Quoted passage:

◆ ◆ ◆ ◆ ◆

Shanghai’s historic Bund, fabled in recent history, faces Pudong across the river, reflecting Shanghai’s past, its present and its future. Deng encouraged the preservation of the old in juxtaposition to the new, says Arkell. “His vision became the impetus for creating this duality that now exists in Shanghai.”
The Bund tells the story of Shanghai’s history when various countries, including Britain and France, held land concessions in China.
At one end of the Bund stands Fairmont Peace Hotel, offering what Arkell describes as one of the world’s finest examples of Art Déco architecture, and which has been faithfully restored.
Together, with the Peninsula Hotel, developed on the site of the former British Consulate’s grounds, the Fairmont Peace Hotel bookends the Bund.
In between is the old Shanghai Club, complete with its famous Long Bar, restored and now part of the Waldorf Astoria Hotel.
The Bund’s heritage buildings, including the former head office of HSBC, house financial services firms and banks. They stand alongside high-end restaurants and the flagship stores of global luxury brands.
“Shanghainese are proud of these old western buildings in the Bund. They are a constant reminder of the East-meets-West heritage of this city,” says Chen.
For good measure, colonial bungalows along streets lined with plane trees in what is known as the French Concession have also been preserved and restored.
Work started on Pudong in 1993 to create a financial district. One of Shanghai’s first residents was the Shanghai Stock Exchange, which now rivals the New York Stock Exchange in terms of trading volumes – and sometimes market capitalisation.
According to some, Shanghai is poised to claim the mantle of China’s financial centre from Hong Kong. Shanghai is the largest clearing centre for renminbi transactions. Cross-border trade settlements in yuan increased threefold last year from 2014.
Some of the world’s tallest buildings grace Pudong’s skyline. These include Shanghai Tower, the second-tallest building in the world, and Jin Mao Tower. The city’s most distinctive structure is the Oriental Pearl TV Tower.
While the Bund presents a picture of cosmopolitan lifestyle and affluence, Pudong is testament to China’s financial might and its economic achievements over the past three decades.
Certainly, Shanghai is the international gateway to China, says Michael Wadley, a lawyer-turned-business consultant, who started travelling to China on business in the 1980s before deciding to live in Shanghai permanently.
The mega-city is home to 24m people. As well, several cities with populations of 3-5m – including Hangzhou, Ningbo and Suzhou – are within 45 minutes by high-speed rail.
As China’s economy boomed during the years of frenetic double-digit growth in the last decade, so did Shanghai.
Joe Zhou, Jones Lang Lasalle’s Shanghai-based head of China research, says the spurt of development came as Shanghai prepared to host the World Expo in 2010. “The government began investing heavily on infrastructure, like subways, roads and tunnels,” he says.
“Today, Shanghai has the largest metro network in the world with 14 lines over 600km of track in service and, by 2020, there will be another five new lines, bringing the total to more than 20 lines crisscrossing the city to connect its suburbs.”
Zhou shares the view of others who believe the city has benefited from good town planning. “I see Shanghai as a very well integrated city – retail, residential and commercial are woven into the fabric of the city,” Zhou says.
Pudong is a good example of careful town planning, he adds. Planners ensured that developments included hotels, shopping malls and recreational facilities.

◆ ◆ ◆ ◆ ◆

Dataset extract:
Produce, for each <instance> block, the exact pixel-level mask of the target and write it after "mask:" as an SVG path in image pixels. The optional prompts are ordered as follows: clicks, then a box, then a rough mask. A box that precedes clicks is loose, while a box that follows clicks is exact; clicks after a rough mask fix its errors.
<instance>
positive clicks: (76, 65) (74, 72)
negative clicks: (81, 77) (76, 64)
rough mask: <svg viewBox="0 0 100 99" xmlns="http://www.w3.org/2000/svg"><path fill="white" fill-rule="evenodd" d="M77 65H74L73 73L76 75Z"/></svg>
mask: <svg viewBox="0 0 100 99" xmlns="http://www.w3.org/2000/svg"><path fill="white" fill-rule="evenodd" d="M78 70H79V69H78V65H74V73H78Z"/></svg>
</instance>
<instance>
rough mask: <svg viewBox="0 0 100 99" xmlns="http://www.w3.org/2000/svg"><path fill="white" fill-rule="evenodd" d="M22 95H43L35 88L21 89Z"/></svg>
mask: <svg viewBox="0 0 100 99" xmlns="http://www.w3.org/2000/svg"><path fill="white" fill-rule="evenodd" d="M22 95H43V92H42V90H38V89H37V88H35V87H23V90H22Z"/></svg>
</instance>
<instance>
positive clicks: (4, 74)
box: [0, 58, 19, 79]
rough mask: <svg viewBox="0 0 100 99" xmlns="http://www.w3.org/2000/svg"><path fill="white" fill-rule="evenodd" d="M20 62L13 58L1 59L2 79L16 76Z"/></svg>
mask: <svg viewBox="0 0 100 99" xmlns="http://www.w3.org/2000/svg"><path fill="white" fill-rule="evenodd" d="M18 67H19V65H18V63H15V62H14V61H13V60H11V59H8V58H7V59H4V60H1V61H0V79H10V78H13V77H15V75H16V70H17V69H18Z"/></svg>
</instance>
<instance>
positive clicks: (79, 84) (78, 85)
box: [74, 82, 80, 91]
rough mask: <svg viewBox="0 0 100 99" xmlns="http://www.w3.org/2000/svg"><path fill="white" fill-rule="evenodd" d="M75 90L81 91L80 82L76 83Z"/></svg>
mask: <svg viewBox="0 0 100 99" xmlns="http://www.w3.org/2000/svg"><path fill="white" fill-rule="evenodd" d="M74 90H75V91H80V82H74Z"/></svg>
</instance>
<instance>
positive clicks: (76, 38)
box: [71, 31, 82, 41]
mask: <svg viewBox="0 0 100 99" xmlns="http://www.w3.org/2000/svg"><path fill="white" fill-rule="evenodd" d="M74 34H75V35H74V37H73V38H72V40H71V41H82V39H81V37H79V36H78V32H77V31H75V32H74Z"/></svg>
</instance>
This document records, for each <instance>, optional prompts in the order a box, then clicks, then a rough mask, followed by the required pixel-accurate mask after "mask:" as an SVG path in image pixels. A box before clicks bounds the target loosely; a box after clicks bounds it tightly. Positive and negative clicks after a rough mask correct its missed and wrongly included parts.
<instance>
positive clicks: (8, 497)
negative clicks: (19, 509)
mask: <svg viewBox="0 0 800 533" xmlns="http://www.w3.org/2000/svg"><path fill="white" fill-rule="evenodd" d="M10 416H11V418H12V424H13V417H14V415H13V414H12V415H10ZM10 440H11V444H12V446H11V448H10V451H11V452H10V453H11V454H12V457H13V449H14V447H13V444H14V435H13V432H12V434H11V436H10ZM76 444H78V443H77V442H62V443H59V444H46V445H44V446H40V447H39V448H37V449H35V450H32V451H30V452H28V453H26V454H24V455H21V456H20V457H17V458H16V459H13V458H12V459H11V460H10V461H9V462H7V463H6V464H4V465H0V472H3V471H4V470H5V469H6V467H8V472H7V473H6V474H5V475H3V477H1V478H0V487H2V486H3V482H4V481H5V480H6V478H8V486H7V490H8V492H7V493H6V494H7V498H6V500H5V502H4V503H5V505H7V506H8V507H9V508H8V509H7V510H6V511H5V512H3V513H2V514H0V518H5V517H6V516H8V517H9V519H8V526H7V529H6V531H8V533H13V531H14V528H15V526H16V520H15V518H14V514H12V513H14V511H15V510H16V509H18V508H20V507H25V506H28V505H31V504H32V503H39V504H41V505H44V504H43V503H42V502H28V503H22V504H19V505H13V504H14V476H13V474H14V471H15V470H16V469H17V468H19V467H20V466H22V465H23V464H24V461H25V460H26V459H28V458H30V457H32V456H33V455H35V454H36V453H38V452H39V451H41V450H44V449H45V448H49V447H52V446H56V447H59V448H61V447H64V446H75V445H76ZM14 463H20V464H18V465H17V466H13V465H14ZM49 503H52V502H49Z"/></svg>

◆ ◆ ◆ ◆ ◆

Retype the passage on Shanghai's Bund and Pudong between "Some of the" and "Pearl TV Tower.", inclusive.

Answer space:
Some of the world’s tallest buildings grace Pudong’s skyline. These include Shanghai Tower, the second-tallest building in the world, and Jin Mao Tower. The city’s most distinctive structure is the Oriental Pearl TV Tower.